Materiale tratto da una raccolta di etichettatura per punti
__________________________________________________
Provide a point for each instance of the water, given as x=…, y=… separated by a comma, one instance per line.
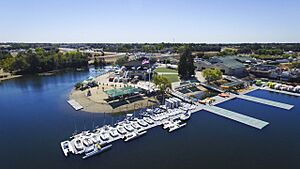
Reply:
x=35, y=118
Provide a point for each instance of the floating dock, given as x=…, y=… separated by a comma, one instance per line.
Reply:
x=250, y=121
x=75, y=105
x=280, y=91
x=265, y=101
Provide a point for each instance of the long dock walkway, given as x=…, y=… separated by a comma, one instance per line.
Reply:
x=267, y=102
x=75, y=104
x=250, y=121
x=280, y=91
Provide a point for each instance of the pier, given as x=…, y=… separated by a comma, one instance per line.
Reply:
x=267, y=102
x=75, y=105
x=170, y=117
x=250, y=121
x=280, y=91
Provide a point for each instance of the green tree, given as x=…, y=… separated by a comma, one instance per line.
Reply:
x=162, y=83
x=186, y=67
x=212, y=74
x=122, y=60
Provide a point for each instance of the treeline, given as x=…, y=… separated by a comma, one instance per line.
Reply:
x=241, y=48
x=39, y=60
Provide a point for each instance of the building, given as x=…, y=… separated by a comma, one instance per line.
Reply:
x=229, y=65
x=136, y=68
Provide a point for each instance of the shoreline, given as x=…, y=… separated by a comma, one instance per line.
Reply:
x=10, y=77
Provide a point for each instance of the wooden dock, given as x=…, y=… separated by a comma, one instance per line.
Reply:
x=250, y=121
x=265, y=101
x=280, y=91
x=75, y=105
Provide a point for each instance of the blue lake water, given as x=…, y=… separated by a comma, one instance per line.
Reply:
x=35, y=118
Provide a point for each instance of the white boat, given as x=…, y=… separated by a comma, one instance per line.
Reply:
x=114, y=133
x=104, y=136
x=121, y=130
x=142, y=123
x=129, y=128
x=133, y=135
x=176, y=126
x=148, y=120
x=65, y=146
x=167, y=124
x=87, y=142
x=185, y=116
x=95, y=138
x=96, y=149
x=78, y=144
x=136, y=125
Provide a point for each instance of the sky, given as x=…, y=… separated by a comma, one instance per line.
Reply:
x=152, y=21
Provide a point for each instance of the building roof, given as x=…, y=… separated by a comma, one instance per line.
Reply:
x=229, y=62
x=122, y=91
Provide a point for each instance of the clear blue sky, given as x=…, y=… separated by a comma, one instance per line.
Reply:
x=210, y=21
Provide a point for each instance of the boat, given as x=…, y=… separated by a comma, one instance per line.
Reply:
x=104, y=136
x=129, y=128
x=133, y=135
x=78, y=144
x=87, y=142
x=224, y=95
x=176, y=126
x=142, y=123
x=65, y=146
x=167, y=124
x=185, y=116
x=136, y=125
x=114, y=133
x=121, y=130
x=148, y=120
x=96, y=149
x=95, y=138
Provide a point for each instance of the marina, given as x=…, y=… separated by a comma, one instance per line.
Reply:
x=204, y=136
x=171, y=117
x=250, y=121
x=267, y=102
x=75, y=105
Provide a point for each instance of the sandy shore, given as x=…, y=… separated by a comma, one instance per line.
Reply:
x=96, y=103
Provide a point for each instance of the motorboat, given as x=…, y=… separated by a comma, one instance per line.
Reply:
x=133, y=135
x=185, y=116
x=114, y=133
x=65, y=146
x=129, y=128
x=121, y=130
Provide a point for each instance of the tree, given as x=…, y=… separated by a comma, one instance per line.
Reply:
x=162, y=83
x=186, y=67
x=122, y=60
x=212, y=74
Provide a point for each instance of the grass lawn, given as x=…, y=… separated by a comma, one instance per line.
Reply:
x=162, y=70
x=172, y=77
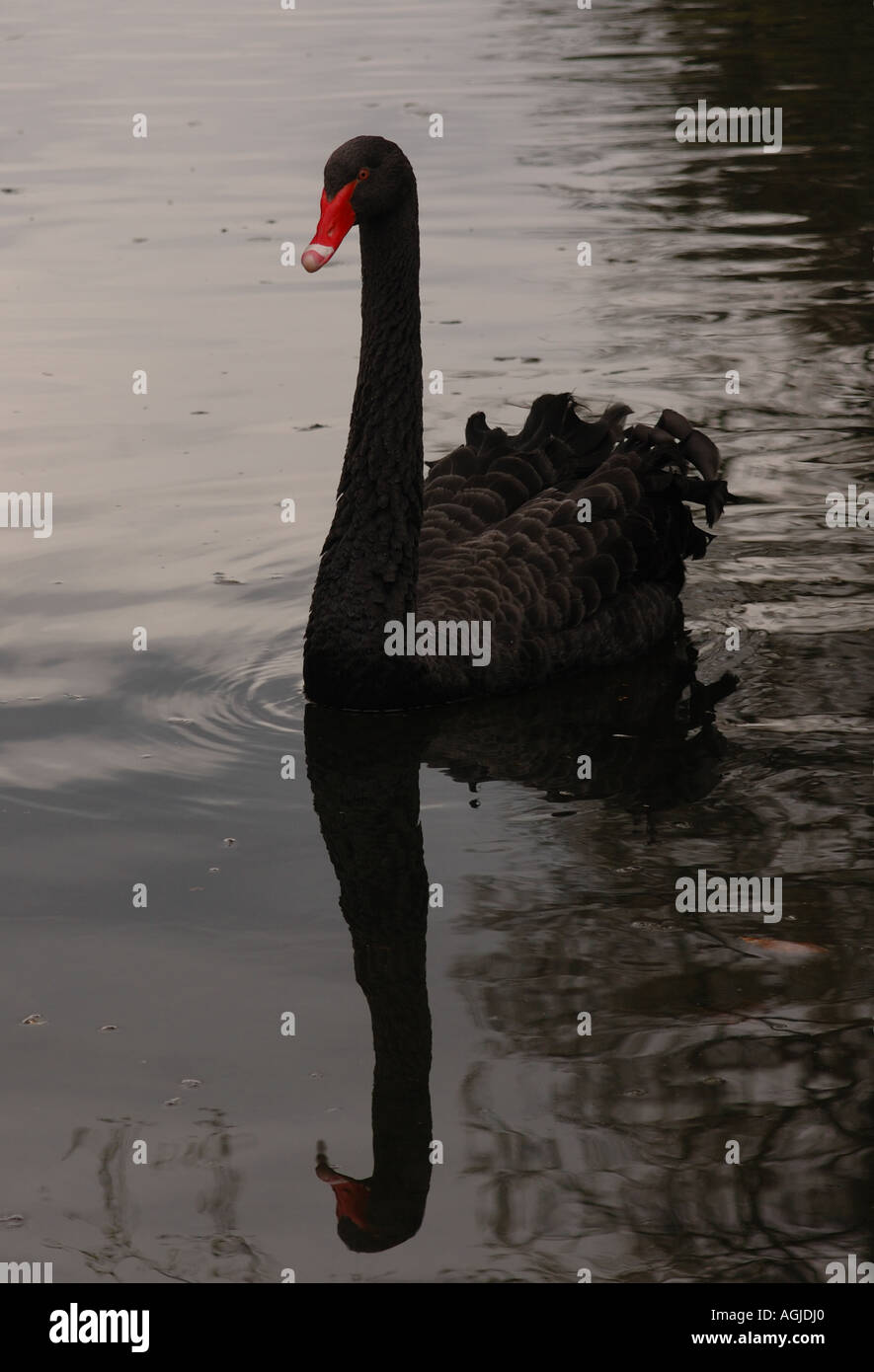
__________________________________________________
DETTAGLI DEL COMPITO —
Ricopia riga per riga tutto il materiale riportato sopra, senza alcuna modifica. Non includere le immagini.

SOLUZIONE DEL PROBLEMA —
Provide a point for each instance of the water, given as x=…, y=… separated by a comma, one instance per line.
Reply:
x=35, y=118
Provide a point for each instance of the floating dock, given as x=…, y=… separated by a comma, one instance per line.
Reply:
x=250, y=121
x=75, y=105
x=280, y=91
x=265, y=101
Provide a point for each instance of the long dock walkway, given as x=…, y=… separated by a comma, one instance per line.
Reply:
x=267, y=102
x=75, y=104
x=250, y=121
x=280, y=91
Provide a point for each instance of the pier, given as x=…, y=… separated by a comma, one instance per line.
Reply:
x=267, y=102
x=75, y=105
x=170, y=117
x=250, y=121
x=280, y=91
Provide a point for each instance of the green tree, given as x=…, y=… separated by a comma, one instance per line.
Reply:
x=162, y=83
x=186, y=67
x=212, y=74
x=122, y=60
Provide a point for each instance of the treeline, given as x=…, y=… separated by a comma, one instance per line.
Reply:
x=241, y=48
x=39, y=60
Provide a point for each instance of the building, given as x=…, y=… separated by a comma, one instance per line.
Reply:
x=229, y=65
x=136, y=68
Provide a point for each instance of the shoreline, given as x=…, y=… separated by a comma, one instance per line.
Reply:
x=10, y=77
Provide a point for each instance of the wooden dock, given as x=…, y=… separated by a comma, one instance per line.
Reply:
x=250, y=121
x=265, y=101
x=280, y=91
x=75, y=105
Provide a point for each instance of the blue lake water, given as x=…, y=… separated by a comma, one instance per line.
Reply:
x=35, y=118
Provide a point for each instance of the white boat, given as x=…, y=… separated by a comma, one instance per line.
Reply:
x=114, y=133
x=104, y=136
x=121, y=130
x=142, y=123
x=129, y=128
x=133, y=135
x=176, y=126
x=148, y=120
x=65, y=146
x=167, y=124
x=87, y=142
x=185, y=116
x=95, y=138
x=96, y=149
x=78, y=144
x=136, y=125
Provide a point for each instance of the sky, given as x=…, y=… separated by a comma, one instance per line.
Reply:
x=152, y=21
Provide a point for each instance of the building roof, given as x=…, y=… separated by a comma, one instance per line.
Reply:
x=229, y=62
x=122, y=91
Provide a point for each instance of the clear blue sky, given as x=…, y=… separated by a comma, one instance per line.
Reply:
x=210, y=21
Provide a point for each instance of the boat, given as x=…, y=… separated by a comma, one instance per line.
Reply:
x=104, y=136
x=129, y=128
x=133, y=135
x=78, y=144
x=87, y=142
x=224, y=95
x=176, y=126
x=142, y=123
x=65, y=146
x=167, y=124
x=185, y=116
x=136, y=125
x=114, y=133
x=121, y=130
x=148, y=120
x=96, y=149
x=95, y=138
Provide a point for each instance of the marina, given as x=…, y=… separated by a comma, one instance per line.
Reply:
x=204, y=136
x=171, y=117
x=250, y=121
x=267, y=102
x=75, y=105
Provide a point for each instance of the sandy shore, given as x=…, y=… separated by a comma, one instance per line.
Reply:
x=96, y=103
Provide a point for each instance of the motorboat, given as x=…, y=… separated by a comma, one instance per line.
Reply:
x=133, y=135
x=185, y=116
x=114, y=133
x=65, y=146
x=129, y=128
x=121, y=130
Provide a point for each instance of the tree, given as x=…, y=… separated by a comma, one instance per line.
Reply:
x=162, y=83
x=186, y=67
x=122, y=60
x=212, y=74
Provide a point for each instance of the grass lawn, given as x=…, y=… separated by a comma, one instance per line.
Reply:
x=162, y=70
x=172, y=77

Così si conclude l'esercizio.